GOAL OF THE EXERCISE
Your output is the line containing "the dark silhouette" plus all lines after it to the end of the records, reproduced exactly, with nothing else.

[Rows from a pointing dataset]
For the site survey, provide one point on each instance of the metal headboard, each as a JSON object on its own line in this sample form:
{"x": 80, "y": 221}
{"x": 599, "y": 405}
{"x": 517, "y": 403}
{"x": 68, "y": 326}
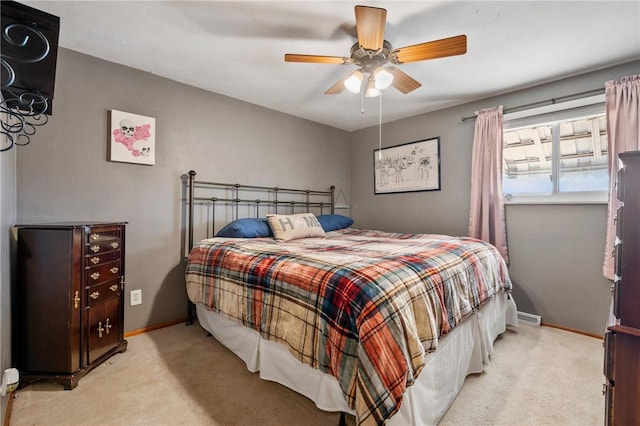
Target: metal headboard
{"x": 236, "y": 199}
{"x": 271, "y": 200}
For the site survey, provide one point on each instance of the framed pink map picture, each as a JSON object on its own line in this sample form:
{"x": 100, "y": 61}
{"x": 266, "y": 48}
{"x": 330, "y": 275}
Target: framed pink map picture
{"x": 133, "y": 138}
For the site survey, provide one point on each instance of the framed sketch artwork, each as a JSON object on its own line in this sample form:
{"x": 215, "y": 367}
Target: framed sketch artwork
{"x": 133, "y": 138}
{"x": 413, "y": 166}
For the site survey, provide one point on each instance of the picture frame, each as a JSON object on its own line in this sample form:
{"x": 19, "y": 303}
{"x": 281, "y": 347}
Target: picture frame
{"x": 132, "y": 138}
{"x": 409, "y": 167}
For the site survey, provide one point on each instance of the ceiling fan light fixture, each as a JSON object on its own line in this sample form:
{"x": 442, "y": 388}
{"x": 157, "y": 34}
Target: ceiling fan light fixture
{"x": 383, "y": 78}
{"x": 354, "y": 82}
{"x": 372, "y": 90}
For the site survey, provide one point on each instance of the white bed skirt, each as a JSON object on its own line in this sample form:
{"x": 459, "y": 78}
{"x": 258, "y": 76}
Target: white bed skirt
{"x": 462, "y": 352}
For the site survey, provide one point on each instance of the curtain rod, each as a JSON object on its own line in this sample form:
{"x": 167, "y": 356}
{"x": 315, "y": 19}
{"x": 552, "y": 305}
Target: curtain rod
{"x": 551, "y": 101}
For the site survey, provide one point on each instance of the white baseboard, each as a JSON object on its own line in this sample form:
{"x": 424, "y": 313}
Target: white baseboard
{"x": 529, "y": 319}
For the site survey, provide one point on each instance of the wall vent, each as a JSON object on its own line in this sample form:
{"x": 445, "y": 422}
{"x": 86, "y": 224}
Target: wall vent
{"x": 529, "y": 319}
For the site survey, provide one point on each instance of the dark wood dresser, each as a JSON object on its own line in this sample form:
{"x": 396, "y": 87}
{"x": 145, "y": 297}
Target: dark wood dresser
{"x": 622, "y": 341}
{"x": 67, "y": 299}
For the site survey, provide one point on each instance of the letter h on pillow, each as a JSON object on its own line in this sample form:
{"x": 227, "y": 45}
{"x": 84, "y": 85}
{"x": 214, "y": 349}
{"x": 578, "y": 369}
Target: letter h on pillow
{"x": 294, "y": 226}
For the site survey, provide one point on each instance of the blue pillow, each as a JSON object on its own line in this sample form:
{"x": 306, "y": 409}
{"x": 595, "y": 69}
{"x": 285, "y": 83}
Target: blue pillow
{"x": 331, "y": 222}
{"x": 246, "y": 228}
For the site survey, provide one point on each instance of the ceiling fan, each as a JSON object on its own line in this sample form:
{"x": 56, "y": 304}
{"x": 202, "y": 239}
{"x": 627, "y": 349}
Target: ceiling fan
{"x": 372, "y": 53}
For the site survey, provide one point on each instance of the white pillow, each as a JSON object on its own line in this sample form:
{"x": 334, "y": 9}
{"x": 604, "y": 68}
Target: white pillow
{"x": 287, "y": 227}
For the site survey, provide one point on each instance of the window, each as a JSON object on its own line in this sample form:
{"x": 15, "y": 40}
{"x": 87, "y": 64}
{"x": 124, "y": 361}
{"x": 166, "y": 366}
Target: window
{"x": 558, "y": 157}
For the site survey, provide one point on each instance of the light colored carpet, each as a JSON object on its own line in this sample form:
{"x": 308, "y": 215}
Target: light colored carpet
{"x": 179, "y": 376}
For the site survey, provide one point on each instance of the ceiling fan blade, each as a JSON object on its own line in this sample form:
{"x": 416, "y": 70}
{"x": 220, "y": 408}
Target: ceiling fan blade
{"x": 370, "y": 22}
{"x": 318, "y": 59}
{"x": 336, "y": 88}
{"x": 433, "y": 49}
{"x": 402, "y": 81}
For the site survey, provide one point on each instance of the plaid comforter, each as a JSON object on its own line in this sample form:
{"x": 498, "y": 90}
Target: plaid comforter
{"x": 363, "y": 306}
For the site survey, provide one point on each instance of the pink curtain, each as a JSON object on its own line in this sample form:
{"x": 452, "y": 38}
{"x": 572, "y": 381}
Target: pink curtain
{"x": 486, "y": 217}
{"x": 623, "y": 126}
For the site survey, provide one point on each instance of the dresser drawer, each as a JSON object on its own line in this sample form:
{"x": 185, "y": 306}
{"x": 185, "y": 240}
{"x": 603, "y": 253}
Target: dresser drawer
{"x": 99, "y": 293}
{"x": 100, "y": 258}
{"x": 103, "y": 239}
{"x": 105, "y": 272}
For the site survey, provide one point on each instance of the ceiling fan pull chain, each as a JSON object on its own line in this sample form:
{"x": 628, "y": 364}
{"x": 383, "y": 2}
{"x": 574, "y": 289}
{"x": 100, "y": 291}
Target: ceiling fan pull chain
{"x": 380, "y": 129}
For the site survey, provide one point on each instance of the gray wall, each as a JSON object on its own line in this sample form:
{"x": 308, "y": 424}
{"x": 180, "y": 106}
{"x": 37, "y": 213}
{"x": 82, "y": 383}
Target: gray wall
{"x": 556, "y": 250}
{"x": 64, "y": 174}
{"x": 7, "y": 219}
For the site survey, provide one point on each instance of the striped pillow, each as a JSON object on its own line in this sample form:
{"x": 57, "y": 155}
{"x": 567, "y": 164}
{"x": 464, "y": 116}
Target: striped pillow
{"x": 294, "y": 226}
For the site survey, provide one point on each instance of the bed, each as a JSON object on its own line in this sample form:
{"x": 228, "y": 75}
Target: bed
{"x": 384, "y": 326}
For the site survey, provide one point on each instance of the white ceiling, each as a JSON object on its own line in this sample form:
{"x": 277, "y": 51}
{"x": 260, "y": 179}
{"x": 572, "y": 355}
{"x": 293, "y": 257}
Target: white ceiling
{"x": 237, "y": 48}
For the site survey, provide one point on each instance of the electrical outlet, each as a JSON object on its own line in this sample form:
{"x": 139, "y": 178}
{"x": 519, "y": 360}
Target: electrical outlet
{"x": 136, "y": 297}
{"x": 10, "y": 380}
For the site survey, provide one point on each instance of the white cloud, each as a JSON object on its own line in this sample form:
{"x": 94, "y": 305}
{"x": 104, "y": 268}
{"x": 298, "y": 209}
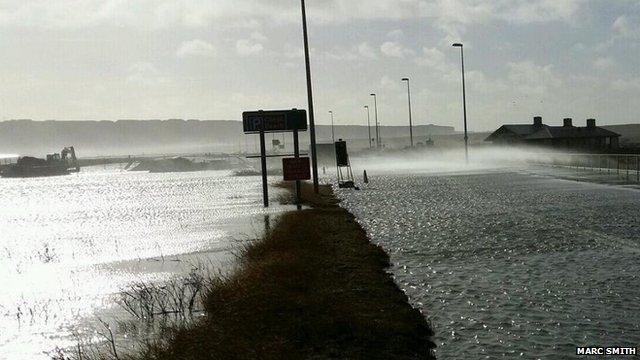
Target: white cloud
{"x": 258, "y": 36}
{"x": 434, "y": 58}
{"x": 603, "y": 63}
{"x": 145, "y": 73}
{"x": 395, "y": 34}
{"x": 627, "y": 26}
{"x": 367, "y": 51}
{"x": 195, "y": 48}
{"x": 447, "y": 14}
{"x": 531, "y": 79}
{"x": 247, "y": 47}
{"x": 394, "y": 49}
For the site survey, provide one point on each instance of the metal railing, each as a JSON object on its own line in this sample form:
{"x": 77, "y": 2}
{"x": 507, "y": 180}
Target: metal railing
{"x": 622, "y": 166}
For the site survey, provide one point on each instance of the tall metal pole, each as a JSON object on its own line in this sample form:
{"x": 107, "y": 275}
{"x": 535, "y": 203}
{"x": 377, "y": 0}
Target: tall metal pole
{"x": 410, "y": 120}
{"x": 296, "y": 153}
{"x": 375, "y": 103}
{"x": 464, "y": 104}
{"x": 312, "y": 123}
{"x": 263, "y": 164}
{"x": 368, "y": 123}
{"x": 333, "y": 135}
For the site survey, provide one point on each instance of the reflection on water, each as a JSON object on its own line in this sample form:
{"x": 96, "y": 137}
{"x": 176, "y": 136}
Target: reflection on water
{"x": 508, "y": 264}
{"x": 68, "y": 243}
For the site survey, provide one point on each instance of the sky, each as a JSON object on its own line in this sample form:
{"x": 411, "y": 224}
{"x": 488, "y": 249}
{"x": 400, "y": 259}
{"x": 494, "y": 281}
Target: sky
{"x": 213, "y": 59}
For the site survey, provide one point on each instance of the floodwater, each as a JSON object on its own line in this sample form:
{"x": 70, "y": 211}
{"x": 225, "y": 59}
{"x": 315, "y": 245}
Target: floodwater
{"x": 509, "y": 263}
{"x": 68, "y": 244}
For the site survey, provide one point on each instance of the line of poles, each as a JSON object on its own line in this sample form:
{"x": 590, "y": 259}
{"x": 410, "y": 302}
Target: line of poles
{"x": 312, "y": 132}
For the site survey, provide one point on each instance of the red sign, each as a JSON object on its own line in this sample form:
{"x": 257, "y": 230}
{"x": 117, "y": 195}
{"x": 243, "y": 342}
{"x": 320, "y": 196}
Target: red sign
{"x": 296, "y": 169}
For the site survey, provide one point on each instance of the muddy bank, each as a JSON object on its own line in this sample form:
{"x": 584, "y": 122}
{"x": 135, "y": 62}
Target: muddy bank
{"x": 312, "y": 287}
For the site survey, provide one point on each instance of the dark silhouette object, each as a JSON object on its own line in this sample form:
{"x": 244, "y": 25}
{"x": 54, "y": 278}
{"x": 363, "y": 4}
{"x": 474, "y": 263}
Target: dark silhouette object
{"x": 410, "y": 121}
{"x": 369, "y": 125}
{"x": 464, "y": 103}
{"x": 62, "y": 163}
{"x": 345, "y": 175}
{"x": 333, "y": 135}
{"x": 566, "y": 136}
{"x": 312, "y": 122}
{"x": 375, "y": 103}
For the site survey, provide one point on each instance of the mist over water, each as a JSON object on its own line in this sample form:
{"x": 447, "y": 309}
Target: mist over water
{"x": 69, "y": 244}
{"x": 453, "y": 160}
{"x": 505, "y": 262}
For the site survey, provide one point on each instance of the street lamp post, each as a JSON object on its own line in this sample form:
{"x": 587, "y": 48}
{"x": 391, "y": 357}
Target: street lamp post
{"x": 464, "y": 104}
{"x": 312, "y": 123}
{"x": 333, "y": 135}
{"x": 410, "y": 121}
{"x": 368, "y": 124}
{"x": 375, "y": 104}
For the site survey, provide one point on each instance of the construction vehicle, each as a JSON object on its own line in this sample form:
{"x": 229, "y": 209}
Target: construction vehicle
{"x": 62, "y": 163}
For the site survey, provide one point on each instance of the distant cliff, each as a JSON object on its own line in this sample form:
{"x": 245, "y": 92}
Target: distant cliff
{"x": 124, "y": 137}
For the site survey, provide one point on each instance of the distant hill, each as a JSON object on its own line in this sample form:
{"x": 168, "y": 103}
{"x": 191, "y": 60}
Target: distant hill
{"x": 123, "y": 137}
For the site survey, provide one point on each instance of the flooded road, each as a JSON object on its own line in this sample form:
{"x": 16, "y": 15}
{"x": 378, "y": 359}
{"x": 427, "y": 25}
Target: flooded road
{"x": 509, "y": 264}
{"x": 68, "y": 244}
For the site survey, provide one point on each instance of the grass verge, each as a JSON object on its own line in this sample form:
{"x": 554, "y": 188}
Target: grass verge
{"x": 313, "y": 288}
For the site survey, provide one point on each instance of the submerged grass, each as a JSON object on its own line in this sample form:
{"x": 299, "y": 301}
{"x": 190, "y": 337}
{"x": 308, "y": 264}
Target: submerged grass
{"x": 313, "y": 287}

EXERCISE RESPONSE
For the site survey, provide one point on each instance of the dark silhouette object, each as a JSON object on its own line in this sample form:
{"x": 244, "y": 25}
{"x": 54, "y": 278}
{"x": 363, "y": 4}
{"x": 474, "y": 263}
Target: dark silhouette object
{"x": 410, "y": 121}
{"x": 369, "y": 125}
{"x": 464, "y": 103}
{"x": 62, "y": 163}
{"x": 345, "y": 175}
{"x": 333, "y": 135}
{"x": 566, "y": 136}
{"x": 312, "y": 122}
{"x": 375, "y": 103}
For the site survey, provide one point on each instance of the mist over water, each as a JSON object on its own line in this sample form:
{"x": 447, "y": 309}
Target: mist over water
{"x": 69, "y": 244}
{"x": 453, "y": 160}
{"x": 505, "y": 262}
For the site survey, provide one point on each instance of the street lamp post, each as a JSON object on its own line in this sample form:
{"x": 587, "y": 48}
{"x": 391, "y": 357}
Target: street lamp post
{"x": 464, "y": 104}
{"x": 312, "y": 123}
{"x": 333, "y": 135}
{"x": 410, "y": 121}
{"x": 368, "y": 124}
{"x": 375, "y": 104}
For the site survey, provide one point on each instance of the construction vehicle, each as a JSON object on its own line in this sample form:
{"x": 229, "y": 209}
Target: construction vehicle
{"x": 62, "y": 163}
For the site survey, provide one point on each instance of the distant cliff, each as a JSON object on its own line in this sample form:
{"x": 245, "y": 92}
Target: distant cliff
{"x": 124, "y": 137}
For the site survey, provide one point on each instance of the distant hill, each as a JSON object on its own line in this sample form:
{"x": 168, "y": 103}
{"x": 191, "y": 60}
Target: distant hill
{"x": 123, "y": 137}
For the site survey, provide one point on each instance of the flooded road, each as a JSON object on its own line in this sample form:
{"x": 16, "y": 15}
{"x": 378, "y": 359}
{"x": 427, "y": 25}
Target: flooded road
{"x": 509, "y": 264}
{"x": 68, "y": 244}
For the site survey, provide one point on each instance of the grass verge, each as a JSON object on its own line in this sample form:
{"x": 554, "y": 188}
Target: grass verge
{"x": 313, "y": 288}
For the site survey, provide one point on each instance of the submerged grass, each as a JSON object on its own line in this sample form:
{"x": 299, "y": 301}
{"x": 190, "y": 337}
{"x": 308, "y": 264}
Target: submerged grass
{"x": 313, "y": 287}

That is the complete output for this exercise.